AIM OF THE EXERCISE: Leave out the images and output the records word for word.

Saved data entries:
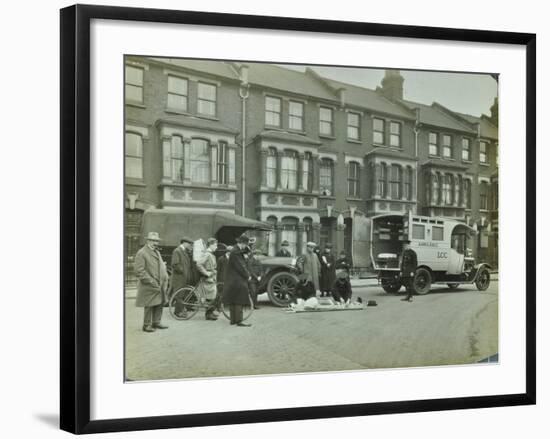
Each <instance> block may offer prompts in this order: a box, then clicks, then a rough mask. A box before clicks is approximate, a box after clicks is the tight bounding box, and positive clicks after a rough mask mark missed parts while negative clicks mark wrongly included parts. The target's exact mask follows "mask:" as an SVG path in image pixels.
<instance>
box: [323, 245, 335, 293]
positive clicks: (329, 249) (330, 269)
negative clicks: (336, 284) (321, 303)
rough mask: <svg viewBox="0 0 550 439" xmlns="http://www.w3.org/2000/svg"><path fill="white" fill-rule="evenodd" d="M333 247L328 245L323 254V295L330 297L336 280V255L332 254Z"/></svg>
mask: <svg viewBox="0 0 550 439" xmlns="http://www.w3.org/2000/svg"><path fill="white" fill-rule="evenodd" d="M331 249H332V245H331V244H327V245H326V246H325V251H324V252H323V253H322V254H321V294H322V295H325V296H330V293H331V290H332V284H333V283H334V280H335V279H336V269H335V265H334V262H335V261H334V255H333V254H332V252H331Z"/></svg>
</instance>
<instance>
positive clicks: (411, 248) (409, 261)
mask: <svg viewBox="0 0 550 439" xmlns="http://www.w3.org/2000/svg"><path fill="white" fill-rule="evenodd" d="M417 266H418V258H417V257H416V252H415V251H414V250H413V249H412V248H411V242H410V241H405V242H404V243H403V255H402V258H401V279H402V282H403V285H405V288H406V289H407V296H406V297H405V298H404V299H401V300H403V301H405V302H412V296H413V293H414V288H413V282H414V275H415V272H416V267H417Z"/></svg>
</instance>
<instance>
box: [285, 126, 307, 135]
mask: <svg viewBox="0 0 550 439" xmlns="http://www.w3.org/2000/svg"><path fill="white" fill-rule="evenodd" d="M288 132H289V133H292V134H299V135H301V136H305V135H306V132H305V131H304V130H294V129H292V128H289V129H288Z"/></svg>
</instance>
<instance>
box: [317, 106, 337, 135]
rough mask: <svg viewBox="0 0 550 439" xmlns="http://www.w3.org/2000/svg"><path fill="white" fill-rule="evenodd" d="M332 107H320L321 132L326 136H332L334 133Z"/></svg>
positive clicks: (320, 121)
mask: <svg viewBox="0 0 550 439" xmlns="http://www.w3.org/2000/svg"><path fill="white" fill-rule="evenodd" d="M332 113H333V111H332V108H327V107H320V108H319V133H320V134H322V135H326V136H332V135H333V134H334V121H333V114H332Z"/></svg>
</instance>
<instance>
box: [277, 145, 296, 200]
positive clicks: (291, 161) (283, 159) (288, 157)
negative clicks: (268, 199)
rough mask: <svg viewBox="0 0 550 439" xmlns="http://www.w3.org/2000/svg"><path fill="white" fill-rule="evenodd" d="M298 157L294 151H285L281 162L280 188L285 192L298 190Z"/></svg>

EXPECTED ANSWER:
Each <instance> block may offer prompts in this order: a box, then clicks, then a rough mask. A box before clicks is approximate, a box after clicks is the tight bounding box, and positive clicks after a rough mask mark missed parts while negative clicks mark wrongly included parts. The target's exact mask follows "mask:" as an SVG path in image pixels.
<instance>
box: [323, 245, 335, 293]
positive clicks: (329, 249) (330, 269)
negative clicks: (336, 284) (321, 303)
rough mask: <svg viewBox="0 0 550 439" xmlns="http://www.w3.org/2000/svg"><path fill="white" fill-rule="evenodd" d="M333 247L328 245L323 254V295L330 297L336 280V255L332 254Z"/></svg>
mask: <svg viewBox="0 0 550 439" xmlns="http://www.w3.org/2000/svg"><path fill="white" fill-rule="evenodd" d="M331 249H332V245H331V244H327V245H326V246H325V251H324V252H323V253H322V254H321V294H322V295H325V296H330V293H331V290H332V284H333V283H334V280H335V279H336V269H335V265H334V262H335V261H334V255H333V254H332V252H331Z"/></svg>
</instance>
<instance>
positive clicks: (411, 248) (409, 261)
mask: <svg viewBox="0 0 550 439" xmlns="http://www.w3.org/2000/svg"><path fill="white" fill-rule="evenodd" d="M417 266H418V258H417V257H416V252H415V251H414V250H413V249H412V248H411V242H410V241H405V242H404V243H403V255H402V258H401V279H402V282H403V285H405V288H406V289H407V296H406V297H405V298H404V299H401V300H403V301H405V302H412V296H413V293H414V288H413V282H414V275H415V272H416V267H417Z"/></svg>
</instance>
<instance>
box: [285, 126, 307, 135]
mask: <svg viewBox="0 0 550 439" xmlns="http://www.w3.org/2000/svg"><path fill="white" fill-rule="evenodd" d="M288 132H289V133H292V134H299V135H301V136H305V135H306V132H305V131H304V130H294V129H292V128H289V129H288Z"/></svg>
</instance>
<instance>
box: [317, 106, 337, 135]
rough mask: <svg viewBox="0 0 550 439" xmlns="http://www.w3.org/2000/svg"><path fill="white" fill-rule="evenodd" d="M332 107H320L321 132L326 136H332L334 133Z"/></svg>
positive clicks: (320, 121)
mask: <svg viewBox="0 0 550 439" xmlns="http://www.w3.org/2000/svg"><path fill="white" fill-rule="evenodd" d="M332 113H333V111H332V108H327V107H320V108H319V133H320V134H322V135H326V136H332V135H333V134H334V121H333V114H332Z"/></svg>
</instance>
<instance>
box: [277, 145, 296, 200]
positive clicks: (291, 161) (283, 159) (288, 157)
negative clicks: (268, 199)
rough mask: <svg viewBox="0 0 550 439" xmlns="http://www.w3.org/2000/svg"><path fill="white" fill-rule="evenodd" d="M298 157L294 151H285L281 162L280 188L285 192L298 190Z"/></svg>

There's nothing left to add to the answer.